>> Begin READING TEXT

Additionally, one article I read states that you can play used games, but it may require a fee depending on whether it's been previously installed to someone's HDD or something like that.

Keep in mind E3 isn't too far off, hopefully by getting all this other stuff out of the way they can use the conference to focus more on games.

(Hopefully.)



Trundle said:


> Stupidest name ever. Xbox One? What were they thinking?




I like how of all the possible things to criticize the Xbox for, you chose the name. (Personally, I think the Wii U takes the cake.)


----------



## Officer Berri (May 21, 2013)

I won't be getting the system. I've been sitting here with my Xbox 360 mainly buying games I could have bought for PS3. I barely have any Xbox only games. I'm going to end up buying a PS3 because those exclusive titles were games I really wanted to play. Comparing the two systems, I should have just got a PS3 and gotten more fun out of it. |: As for this generation, maybe later on I'll get a PS4, but there's no way in heck I'm touching another Xbox system.


----------



## Trundle (May 21, 2013)

@Thunder: People will get the original Xbox and this new one mixed up. I'm sure it'll happen occasionally. (first xbox is sometimes referred to as xbox 1 and now there is xbox one) And the name, in my opinion, is just really stupid. Why can't they at least think of a cool name?


----------



## Justin (May 21, 2013)




----------



## Thunder (May 21, 2013)

There's not much wrong with the name "Xbox One", I do think they could've done better, though.


----------



## Sora (May 21, 2013)

Meh we would have made fun of any name they could come up with:

Xbox Next: Lets just wait for the NEXT one (hilarious I know)
Xbox 720: I mean the console is just a trick to make money (jk)
KineX: Woo more of that thing
Xbox Now: Then why don't we have it yet!?!
Xbox Evolution: So the xbox was actually a pokemon...
Xbox: Didn't we get this 12 years ago?


Any name they could have come up with would be hated on. Though I am surprised they chose something so unexpexted.


----------



## Trundle (May 21, 2013)

Justin said:


>



Well I guess the Atari 2600 beats these guys all out.


----------



## Bubble Pop (May 21, 2013)

No sharing games with friends I'm afraid. 



> Wired got a look at Xbox One before today's big reveal, and they say that games will require installation to use. “On the new Xbox, all game discs are installed to the HDD to play,” Microsoft told them.
> 
> But games will be tied to an Xbox Live account, Wired reveals—or else you'd just be able to pass games around to everyone you know. And if you want to link a game to a second account, you'll have to pay a fee.

>> End READING TEXT

» WRITTEN EXERCISE
Continue the Xbox One forum thread from its last line.

>> Begin DATA SECTION

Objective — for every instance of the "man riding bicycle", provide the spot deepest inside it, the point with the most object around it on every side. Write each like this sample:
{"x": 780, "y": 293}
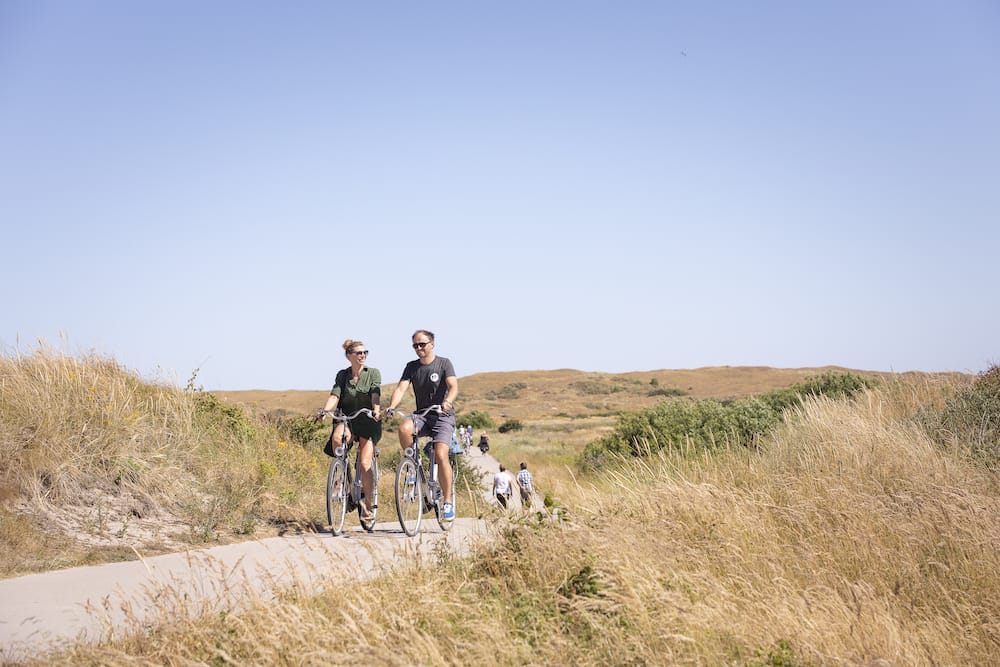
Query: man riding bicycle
{"x": 434, "y": 383}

>> End DATA SECTION

» REPLY TO THE TASK
> When you sell the game on Microsoft will deactivate your install, meaning the next purchaser won't have to pay the second-user fee. You won't, however, be able to share a single copy of a game with your friends.


----------



## Tommytulip (May 21, 2013)

Sora said:


> Meh we would have made fun of any name they could come up with:
> 
> Xbox Next: Lets just wait for the NEXT one (hilarious I know)
> Xbox 720: I mean the console is just a trick to make money (jk)
> ...



While any name would be made fun of, if only at first until people get used to it, I di think any of those names (besides KineX) would've been better than One. I think it may suffer some of the same Wii u name confusion.
But the name isn't really important. It's the games and so far, they showed nothing that has me remotely interested.


----------



## Sora (May 21, 2013)

Bubble Pop said:


> No sharing games with friends I'm afraid.



Wait so you tell Microsoft you're selling it and they deactivate it from your account. Hmm thats pretty neat, at least they still aknowledge pre-owned games.


----------



## NinjanaMin (May 21, 2013)

Microsoft literally broke my heart....
I would have possibly got it if they didnt stop backwards compatibility or used games......
But they have said they will still be releasing 360 games for many years to come.
Hell have no fury like me without new games from the Fable or Saints row franchise.....


----------



## Mr. L (May 21, 2013)

I kinda like how Microsoft added the fee to second hand and used games, just think about it for a second.

You can borrow games from your friend and download them onto your system for a fee that is less than the cost of the game.

Also, it'll run Gamestop out of business, which is another plus.

But either way it's not like I'm going to buy one. The 360 is just terrible.


----------



## Sora (May 21, 2013)

Mr. L said:


> I kinda like how Microsoft added the fee to second hand and used games, just think about it for a second.
> 
> You can borrow games from your friend and download them onto your system for a fee that is less than the cost of the game.
> 
> ...



Did you even read the original post about resale? There's no second hand fee because it'll deactivate from their account. I can't believe you want gamestop out of buisness. Shame on you.


----------



## Grawr (May 21, 2013)

I'm not impressed whatsoever with this new Xbox just yet. I guess I was expecting something more? We'll see, I suppose. 

At the end of the day, it's the games that will sell me on the system. Not so much the "media box" stuff.


----------



## Thunder (May 21, 2013)

This article states that there are no fees for used games

I DON'T KNOW WHAT TO BELIEVE ANYMORE.


----------



## Leonn (May 21, 2013)

Prof Gallows said:


> Sony has already revealed their PS4 months ago. Showed off some hardware and a good bit of games.
> It was MUCH better than the BS Microsoft pulled today.
> 
> Expect Sony to own E3 this year, and Nintendo being up there too with their Directs.



WHY WAS I NOT INFORMED!?! lol, i guess i'll have to search that later.


----------



## Mr. L (May 21, 2013)

Sora said:


> Did you even read the original post about resale? There's no second hand fee because it'll deactivate from their account. I can't believe you want gamestop out of buisness. Shame on you.



Wow, you actually like Gamestop? A company that rips you off with their insanely low trade in prices and horrible customer service?

I'd much rather buy my games from another store that actually deserves my money rather than the idiots that run Gamestops.

Shame on you.


----------



## Sora (May 21, 2013)

Mr. L said:


> Wow, you actually like Gamestop? A company that rips you off with their insanely low trade in prices and horrible customer service?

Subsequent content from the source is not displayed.